AIM OF THE TASK: Restate the whole listing exactly.
------------------------------------------------
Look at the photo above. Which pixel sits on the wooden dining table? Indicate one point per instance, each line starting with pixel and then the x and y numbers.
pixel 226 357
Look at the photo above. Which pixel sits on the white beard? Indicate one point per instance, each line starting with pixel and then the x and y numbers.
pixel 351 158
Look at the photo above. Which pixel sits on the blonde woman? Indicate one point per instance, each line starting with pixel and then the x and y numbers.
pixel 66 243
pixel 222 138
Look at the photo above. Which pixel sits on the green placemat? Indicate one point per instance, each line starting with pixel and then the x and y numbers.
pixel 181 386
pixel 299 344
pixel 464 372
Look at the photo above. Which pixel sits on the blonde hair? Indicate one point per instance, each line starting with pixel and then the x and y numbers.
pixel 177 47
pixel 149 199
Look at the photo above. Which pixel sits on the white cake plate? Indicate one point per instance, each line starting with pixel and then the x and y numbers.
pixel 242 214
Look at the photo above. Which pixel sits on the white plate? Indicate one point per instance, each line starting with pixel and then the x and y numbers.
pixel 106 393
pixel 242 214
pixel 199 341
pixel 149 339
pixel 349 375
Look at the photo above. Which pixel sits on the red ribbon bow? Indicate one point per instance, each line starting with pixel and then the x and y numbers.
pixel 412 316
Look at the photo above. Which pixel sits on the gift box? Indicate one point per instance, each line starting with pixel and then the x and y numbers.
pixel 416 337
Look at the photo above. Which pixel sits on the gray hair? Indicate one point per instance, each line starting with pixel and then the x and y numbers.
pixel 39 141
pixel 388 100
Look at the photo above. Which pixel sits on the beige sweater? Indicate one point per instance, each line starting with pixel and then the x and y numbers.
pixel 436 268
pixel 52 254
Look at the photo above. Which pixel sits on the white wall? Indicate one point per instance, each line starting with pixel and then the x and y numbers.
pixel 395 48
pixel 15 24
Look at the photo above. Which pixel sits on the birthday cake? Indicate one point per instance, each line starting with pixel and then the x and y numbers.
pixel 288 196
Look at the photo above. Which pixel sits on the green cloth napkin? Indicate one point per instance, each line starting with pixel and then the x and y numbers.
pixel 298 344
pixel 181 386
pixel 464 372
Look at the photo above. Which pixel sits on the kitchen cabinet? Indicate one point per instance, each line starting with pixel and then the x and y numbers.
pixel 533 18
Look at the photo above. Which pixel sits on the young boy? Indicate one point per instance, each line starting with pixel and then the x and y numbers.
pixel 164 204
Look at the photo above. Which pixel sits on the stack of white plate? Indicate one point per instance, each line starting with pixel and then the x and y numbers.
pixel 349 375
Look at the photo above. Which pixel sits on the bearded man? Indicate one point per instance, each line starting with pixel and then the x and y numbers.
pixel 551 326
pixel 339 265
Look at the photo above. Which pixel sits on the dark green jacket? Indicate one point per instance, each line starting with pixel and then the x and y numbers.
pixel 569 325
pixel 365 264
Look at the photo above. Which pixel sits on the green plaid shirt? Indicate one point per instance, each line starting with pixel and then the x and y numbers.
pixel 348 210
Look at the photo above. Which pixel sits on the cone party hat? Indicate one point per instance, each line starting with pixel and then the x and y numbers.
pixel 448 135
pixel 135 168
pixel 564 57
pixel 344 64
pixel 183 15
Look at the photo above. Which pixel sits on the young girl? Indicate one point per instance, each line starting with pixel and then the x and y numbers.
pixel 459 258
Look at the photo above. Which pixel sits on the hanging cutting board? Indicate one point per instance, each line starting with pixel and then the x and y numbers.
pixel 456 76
------------------------------------------------
RESPONSE BELOW:
Look at the photo above. Which pixel sits on the wooden dining table? Indicate one point per instance, each line starting with pixel and then the x and y numbers.
pixel 226 357
Look at the photo above. Which pixel sits on the white beard? Indicate one point per instance, each line starting with pixel and then the x and y numbers.
pixel 351 158
Look at the photo above. Which pixel sits on the blonde woman? Indicate one point per instance, each line starting with pixel and then the x and y numbers.
pixel 66 243
pixel 222 138
Look at the photo above. Which pixel sits on the green placemat? Indicate one point per instance, each line starting with pixel and then the x and y numbers.
pixel 181 386
pixel 299 344
pixel 464 372
Look at the photo above. Which pixel sits on the blonde hair? Indicate one point per instance, each line starting with pixel and then the x and y numbers.
pixel 177 47
pixel 149 199
Look at the photo above. Which pixel sits on the white cake plate? Indicate one point per instance, each line starting with pixel and then the x and y numbers.
pixel 242 214
Look at the photo above. Which pixel sits on the white plate? Indicate one point per instance, each line starting with pixel and then the x and y numbers.
pixel 106 393
pixel 242 214
pixel 199 341
pixel 149 339
pixel 349 375
Look at the photo above. Which pixel sits on the red ribbon bow? Indicate one point per instance, each line starting with pixel and then the x and y numbers.
pixel 412 316
Look at the photo above. Which pixel sits on the gift box? Indicate one point per instance, each line starting with pixel and then the x and y numbers.
pixel 416 337
Look at the photo above. Which pixel sits on the gray hair? Indicate one point per instance, each line starting with pixel and then the x and y numbers.
pixel 39 141
pixel 388 100
Look at the photo above. Which pixel sits on the beige sweater? Indicate one point per instance, each line starting with pixel and then the x and y numbers.
pixel 436 268
pixel 52 254
Look at the photo above. Which pixel sits on the white wall? Indicate one point per instance, each line starting with pixel and then the x and y numbers.
pixel 395 48
pixel 15 24
Look at the photo above. Which pixel sits on the birthday cake? Indicate one point per instance, each line starting with pixel and then the x and y numbers.
pixel 288 196
Look at the photo above. Which pixel sits on the green cloth napkin? Indicate one point per instance, each line starting with pixel and then the x and y numbers.
pixel 298 344
pixel 181 386
pixel 464 372
Look at the photo above. Which pixel sits on the kitchen cabinet? Indicate one point per instance, each line starting with pixel and then the x and y numbers.
pixel 533 18
Look at the photo above. Which pixel sits on the young boy? Indicate one point per instance, each line starting with pixel and then the x and y numbers.
pixel 164 204
Look at the photo above. Which pixel sits on the stack of white plate? Indicate one point per instance, each line starting with pixel and then the x and y numbers.
pixel 349 375
Look at the photo above. Which pixel sits on the bearded man? Indicate one point per instance, each line starting with pixel and then the x and y numbers.
pixel 551 326
pixel 339 265
Look at the photo above. Which pixel sits on the dark green jacket? Indicate one point per instance, each line starting with pixel and then the x and y numbers.
pixel 569 325
pixel 365 264
Look at the photo above. Which pixel sits on the green plaid shirt? Indicate one point per instance, each line starting with pixel and then the x and y numbers.
pixel 348 210
Look at the photo above. Which pixel sits on the cone party hat? Indicate one point per instance, each line starting with pixel and then the x and y numbers.
pixel 448 135
pixel 135 168
pixel 564 57
pixel 344 64
pixel 183 15
Look at the photo above. Which pixel sits on the young girl? Indicate one point per instance, each line starting with pixel and then the x and y numbers.
pixel 459 258
Look at the photo above. Which pixel sits on the hanging cutting board? Indicate one point per instance, each line starting with pixel and then the x and y numbers.
pixel 456 76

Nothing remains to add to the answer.